● Work instructions:
Please recast every line of the rows below as a JSON list of strings, one string per line, with blank lines left out. Leave the pictures out of your answer.

(Box-labeled dataset extracts)
────

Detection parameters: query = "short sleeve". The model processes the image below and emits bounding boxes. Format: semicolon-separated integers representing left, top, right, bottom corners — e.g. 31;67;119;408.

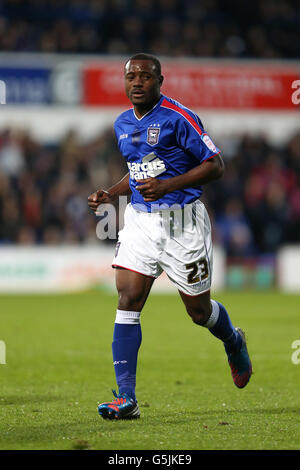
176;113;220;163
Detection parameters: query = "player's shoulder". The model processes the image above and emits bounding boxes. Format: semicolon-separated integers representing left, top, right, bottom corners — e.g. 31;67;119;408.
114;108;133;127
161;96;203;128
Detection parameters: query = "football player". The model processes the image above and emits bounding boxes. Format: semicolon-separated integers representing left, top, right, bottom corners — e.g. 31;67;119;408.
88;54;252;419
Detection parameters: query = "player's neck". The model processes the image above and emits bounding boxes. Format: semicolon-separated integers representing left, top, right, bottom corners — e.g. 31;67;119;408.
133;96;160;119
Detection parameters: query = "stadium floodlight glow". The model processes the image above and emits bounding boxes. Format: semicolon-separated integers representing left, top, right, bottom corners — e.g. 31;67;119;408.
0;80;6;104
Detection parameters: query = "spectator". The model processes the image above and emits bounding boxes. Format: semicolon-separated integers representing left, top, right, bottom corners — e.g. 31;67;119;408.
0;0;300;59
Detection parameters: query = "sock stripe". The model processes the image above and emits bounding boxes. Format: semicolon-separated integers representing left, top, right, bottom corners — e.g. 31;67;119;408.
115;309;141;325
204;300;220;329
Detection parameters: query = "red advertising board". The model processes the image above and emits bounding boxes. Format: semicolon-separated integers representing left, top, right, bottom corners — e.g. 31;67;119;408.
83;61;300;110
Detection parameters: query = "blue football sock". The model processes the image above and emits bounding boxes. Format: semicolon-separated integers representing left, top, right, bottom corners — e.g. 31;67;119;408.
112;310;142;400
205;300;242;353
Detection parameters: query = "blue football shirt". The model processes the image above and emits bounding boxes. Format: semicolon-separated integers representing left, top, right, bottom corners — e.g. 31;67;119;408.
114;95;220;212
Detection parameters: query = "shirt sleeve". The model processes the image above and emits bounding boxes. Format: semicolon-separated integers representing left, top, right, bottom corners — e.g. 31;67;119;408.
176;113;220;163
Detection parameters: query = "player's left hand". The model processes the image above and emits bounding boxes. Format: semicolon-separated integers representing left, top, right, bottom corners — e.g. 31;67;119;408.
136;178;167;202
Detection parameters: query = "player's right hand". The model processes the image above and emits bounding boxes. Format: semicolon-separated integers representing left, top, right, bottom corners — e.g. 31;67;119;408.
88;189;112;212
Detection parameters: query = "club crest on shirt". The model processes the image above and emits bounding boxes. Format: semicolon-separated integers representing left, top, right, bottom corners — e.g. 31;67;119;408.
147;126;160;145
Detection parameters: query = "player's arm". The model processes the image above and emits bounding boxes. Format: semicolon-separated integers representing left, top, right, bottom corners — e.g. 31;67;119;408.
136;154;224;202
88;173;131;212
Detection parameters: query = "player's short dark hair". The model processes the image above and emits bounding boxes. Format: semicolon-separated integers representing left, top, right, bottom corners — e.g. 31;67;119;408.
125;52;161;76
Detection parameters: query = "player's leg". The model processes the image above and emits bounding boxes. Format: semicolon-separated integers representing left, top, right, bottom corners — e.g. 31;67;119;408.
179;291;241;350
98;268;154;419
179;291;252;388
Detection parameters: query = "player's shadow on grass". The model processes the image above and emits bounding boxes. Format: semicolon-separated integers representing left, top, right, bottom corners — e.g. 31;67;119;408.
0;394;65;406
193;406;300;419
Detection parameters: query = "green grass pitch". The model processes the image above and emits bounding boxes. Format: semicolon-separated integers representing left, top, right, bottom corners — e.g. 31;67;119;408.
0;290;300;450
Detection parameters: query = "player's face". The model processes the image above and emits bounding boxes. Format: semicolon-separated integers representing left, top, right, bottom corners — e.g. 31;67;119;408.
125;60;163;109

────

● Worked answer:
[
  "Detection parameters: query = \"short sleeve\". The model processes the image below and emits bounding boxes. Format: semicolon-separated integers representing left, top, right, bottom corners — e.g. 31;67;119;408.",
  "176;113;220;163",
  "Detection parameters: query = \"player's shoulder\". The model processes the image above and emits bounding boxes. Format: semicolon-separated integers representing left, top, right, bottom corners — e.g. 31;67;119;408.",
  "114;108;133;127",
  "161;96;203;128",
  "Detection parameters: query = \"football player\". The model processes the image above and emits bounding boxes. Format: semicolon-separated integers representing left, top, right, bottom corners — e.g. 31;67;119;408.",
  "88;54;252;419",
  "Detection parameters: query = \"player's neck\". The model processes the image above and emits bounding boxes. Format: semicolon-separated integers representing left, top, right, bottom corners — e.g. 31;67;119;408.",
  "133;96;160;119",
  "Detection parameters: query = \"stadium floodlight glow\". The model processes the image above and emits bounding boxes. Format: semicolon-separated integers representing left, top, right, bottom corners — e.g. 31;67;119;408.",
  "0;80;6;104",
  "Detection parameters: query = \"spectator\". The model processes the image above and emits bounding boxes. Format: semicolon-separated integers representing left, top, right, bottom corners — e.g. 31;67;119;408.",
  "0;0;300;59",
  "Detection parameters: query = \"sock stripe\". The model processes the image above and emits bounding boxes. Format: semicolon-separated integers representing left, top, right, bottom corners — e.g. 31;67;119;408.",
  "115;309;141;325",
  "204;300;220;329",
  "Detection parameters: query = \"red advertising board\". The model processes the image above and emits bounding boxes. Format: semicolon-separated integers representing left, top, right, bottom corners — e.g. 31;67;119;408.",
  "83;61;300;110",
  "Detection parameters: query = \"blue football sock\". The model processes the image above and emits bounding boxes. Format: semicolon-separated integers representing left, top, right, bottom corners — e.g. 31;67;119;408.",
  "112;310;142;400",
  "205;300;242;353",
  "Detection parameters: query = \"blue football shirt\". The model processes the image above and emits bounding boxes. Format: semicolon-separated integers representing left, top, right, bottom corners — e.g. 31;67;119;408.",
  "114;95;220;212",
  "Detection parameters: query = \"shirt sleeve\". The model processes the image above and emits bounding boxes. Format: semicolon-separated integers representing left, top, right, bottom corners — e.g. 31;67;119;408.",
  "176;113;220;163",
  "Detection parameters: query = \"player's left hand\". The model processes the image above and emits bounding boxes. Format: semicolon-separated integers representing left, top, right, bottom corners — e.g. 31;67;119;408.",
  "136;178;167;202",
  "Detection parameters: query = \"player's right hand\". The model processes the image above and emits bounding boxes. Format: semicolon-separated integers representing left, top, right, bottom corners — e.g. 31;67;119;408.",
  "88;189;112;212",
  "Detection parameters: query = \"club crest on shirt\". The model processes the image above and emits bounding boxes. Format: semicolon-separated integers representing left, top, right, bottom corners — e.g. 31;67;119;408.",
  "147;126;160;145",
  "Detection parameters: query = \"player's arm\". The model processes the image above and emits bounding boxes. Format: semicolon-separated integers representing left, top, right, bottom corners — e.g. 31;67;119;408.",
  "136;154;224;202",
  "88;173;131;212",
  "Detection parameters: query = \"player's short dark hair\". The model processes the image above and emits bounding boxes. Format: semicolon-separated integers representing left, top, right, bottom corners — e.g. 31;67;119;408.",
  "125;52;161;76",
  "Detection parameters: query = \"player's leg\". The model processes the image above and emits bounding boxes. Format: semicolon-separated integers representing left, top, right, bottom corners — e.g. 31;67;119;408.",
  "179;291;241;350",
  "98;268;154;419",
  "179;291;252;388",
  "Detection parameters: query = \"player's shadow on grass\". The model processes the image above and emits bounding boxes. Format: semicolon-separated integers representing left, top, right, bottom corners — e.g. 31;67;119;408.",
  "0;394;65;406",
  "193;406;300;419",
  "Detection parameters: query = \"green grass pitch\". The model processes the image above and emits bounding boxes. Format: semicolon-separated integers representing left, top, right, bottom corners — e.g. 31;67;119;408.",
  "0;290;300;450",
  "Detection parameters: query = \"player's face\". The model processes the image above and emits bounding boxes. Format: semicolon-separated integers representing left, top, right, bottom corners — e.g. 31;67;119;408.",
  "125;60;163;109"
]